▶ **INSTRUCTIONS FOR THE TASK**: Rewrite the records from their beginning through the line that contains "0,158,70,179", keeping every line including the requests, and scale each coordinate in the answers by 0.9, rounding to whole numbers with halves rounded up. Leave the pictures out of the result.

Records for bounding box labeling
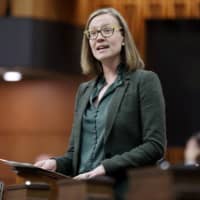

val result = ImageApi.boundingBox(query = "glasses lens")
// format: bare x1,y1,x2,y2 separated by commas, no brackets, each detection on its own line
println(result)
88,30,98,40
101,26,114,37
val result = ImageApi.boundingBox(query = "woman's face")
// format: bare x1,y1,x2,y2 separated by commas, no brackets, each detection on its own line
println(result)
88,14,124,64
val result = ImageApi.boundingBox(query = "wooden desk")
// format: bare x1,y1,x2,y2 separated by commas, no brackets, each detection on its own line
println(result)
6,181,51,200
127,166,200,200
58,177,114,200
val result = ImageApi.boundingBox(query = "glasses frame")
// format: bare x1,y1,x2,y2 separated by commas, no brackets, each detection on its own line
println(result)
84,25,122,40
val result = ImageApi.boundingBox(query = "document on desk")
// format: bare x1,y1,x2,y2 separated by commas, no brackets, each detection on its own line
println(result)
0,158,70,179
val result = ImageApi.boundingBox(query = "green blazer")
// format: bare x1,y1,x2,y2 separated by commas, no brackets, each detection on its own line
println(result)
56,69,166,176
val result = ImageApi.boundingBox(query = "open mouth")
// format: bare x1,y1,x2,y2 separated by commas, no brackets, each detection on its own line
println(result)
96,45,109,51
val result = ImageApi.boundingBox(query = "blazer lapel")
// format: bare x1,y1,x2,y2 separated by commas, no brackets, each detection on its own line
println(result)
74,80,95,172
104,74,129,143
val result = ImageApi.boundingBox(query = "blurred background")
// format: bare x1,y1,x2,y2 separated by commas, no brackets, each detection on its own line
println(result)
0,0,200,184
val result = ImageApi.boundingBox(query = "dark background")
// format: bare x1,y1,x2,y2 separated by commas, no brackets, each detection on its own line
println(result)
146,20,200,146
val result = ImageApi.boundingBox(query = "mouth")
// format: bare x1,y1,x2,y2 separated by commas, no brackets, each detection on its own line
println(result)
96,45,109,51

▶ **ANSWER FOR THIS EXERCISE**:
val result = ImageApi.boundingBox(query = "glasses lens")
// format: bare x1,y1,x2,y2 separated by commas, no brackets, each detection on its own line
println(result)
79,27,88,36
91,23,103,33
val result = ImageApi.boundingBox(query = "woman's face")
// format: bare x1,y1,x2,y2 separated by commas, no brackets, each detection on its own line
println(result)
79,13,112,58
val result = ImageApi.boundingBox(query = "wooden desk")
// format: bare x1,y1,x2,y2 separated by commas, no brackets, each detection on its own line
println(result)
5,163,46,180
114,149,180,180
52,159,103,180
val result = ImageApi.boundingBox(query = "glasses frame")
// format: bare x1,y1,x2,y2 separated by commas, no brackets, each detection on its own line
println(result)
76,23,110,36
val result = ImageApi.boundingBox(query = "document on desk")
// format: bare x1,y1,x2,y2 separated by commas, no brackets, each detection on its own line
println(result)
0,142,63,161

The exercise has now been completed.